■ **Prompt**: The number of lines containing "give" is the only answer wanted; work it out from the entries below.

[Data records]

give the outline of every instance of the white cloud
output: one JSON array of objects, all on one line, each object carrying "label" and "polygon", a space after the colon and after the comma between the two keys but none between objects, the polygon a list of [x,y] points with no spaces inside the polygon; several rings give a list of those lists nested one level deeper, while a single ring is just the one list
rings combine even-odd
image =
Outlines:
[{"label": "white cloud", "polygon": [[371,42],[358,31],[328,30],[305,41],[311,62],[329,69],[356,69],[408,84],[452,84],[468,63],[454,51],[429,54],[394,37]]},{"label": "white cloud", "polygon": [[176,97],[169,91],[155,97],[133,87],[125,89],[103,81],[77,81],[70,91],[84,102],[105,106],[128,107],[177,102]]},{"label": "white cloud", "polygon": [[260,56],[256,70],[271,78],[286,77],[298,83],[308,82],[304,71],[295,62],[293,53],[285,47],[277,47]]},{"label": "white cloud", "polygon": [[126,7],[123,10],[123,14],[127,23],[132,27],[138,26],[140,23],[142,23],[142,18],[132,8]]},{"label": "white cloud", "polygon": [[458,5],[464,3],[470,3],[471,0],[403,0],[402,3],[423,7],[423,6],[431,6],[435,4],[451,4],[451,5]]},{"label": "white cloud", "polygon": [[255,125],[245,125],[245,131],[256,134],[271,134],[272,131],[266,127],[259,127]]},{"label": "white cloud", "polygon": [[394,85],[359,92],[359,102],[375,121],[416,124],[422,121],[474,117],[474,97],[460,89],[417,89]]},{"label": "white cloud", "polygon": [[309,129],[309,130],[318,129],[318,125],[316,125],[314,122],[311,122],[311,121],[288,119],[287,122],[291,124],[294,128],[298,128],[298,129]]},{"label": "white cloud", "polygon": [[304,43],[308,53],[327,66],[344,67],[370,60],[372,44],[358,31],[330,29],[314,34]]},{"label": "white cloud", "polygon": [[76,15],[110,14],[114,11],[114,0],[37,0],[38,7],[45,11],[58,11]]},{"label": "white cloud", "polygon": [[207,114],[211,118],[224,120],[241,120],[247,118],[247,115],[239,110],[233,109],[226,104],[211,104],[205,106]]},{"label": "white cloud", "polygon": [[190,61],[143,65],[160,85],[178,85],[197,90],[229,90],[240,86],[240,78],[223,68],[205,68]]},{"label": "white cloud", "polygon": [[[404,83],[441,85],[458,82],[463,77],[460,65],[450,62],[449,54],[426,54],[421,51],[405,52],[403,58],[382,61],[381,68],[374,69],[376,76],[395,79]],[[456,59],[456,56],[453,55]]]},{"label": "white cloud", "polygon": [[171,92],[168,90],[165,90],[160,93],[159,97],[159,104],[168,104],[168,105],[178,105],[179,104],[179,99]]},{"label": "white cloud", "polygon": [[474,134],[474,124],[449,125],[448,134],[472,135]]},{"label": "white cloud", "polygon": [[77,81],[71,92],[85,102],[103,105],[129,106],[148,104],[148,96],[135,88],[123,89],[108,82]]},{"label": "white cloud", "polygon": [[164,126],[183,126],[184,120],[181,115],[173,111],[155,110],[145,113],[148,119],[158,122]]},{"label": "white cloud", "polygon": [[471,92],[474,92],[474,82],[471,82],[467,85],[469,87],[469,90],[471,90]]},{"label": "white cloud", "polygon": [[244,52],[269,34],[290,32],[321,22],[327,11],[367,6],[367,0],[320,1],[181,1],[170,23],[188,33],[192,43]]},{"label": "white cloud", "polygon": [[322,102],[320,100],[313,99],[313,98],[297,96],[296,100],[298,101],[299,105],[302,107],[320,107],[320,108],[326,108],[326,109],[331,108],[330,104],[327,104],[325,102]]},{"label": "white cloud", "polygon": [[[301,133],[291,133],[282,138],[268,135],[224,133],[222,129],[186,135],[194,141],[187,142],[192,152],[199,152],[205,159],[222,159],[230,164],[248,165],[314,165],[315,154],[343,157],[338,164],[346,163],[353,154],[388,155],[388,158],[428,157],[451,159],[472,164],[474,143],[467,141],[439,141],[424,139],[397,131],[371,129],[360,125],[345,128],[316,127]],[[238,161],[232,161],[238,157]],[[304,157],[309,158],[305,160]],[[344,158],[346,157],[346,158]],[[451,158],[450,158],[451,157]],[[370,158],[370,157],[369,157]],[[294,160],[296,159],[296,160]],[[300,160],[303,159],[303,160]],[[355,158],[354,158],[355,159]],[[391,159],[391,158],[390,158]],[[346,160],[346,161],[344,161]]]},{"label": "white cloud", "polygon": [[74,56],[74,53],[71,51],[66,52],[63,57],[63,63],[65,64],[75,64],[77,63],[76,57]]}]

■ **Final answer**: 2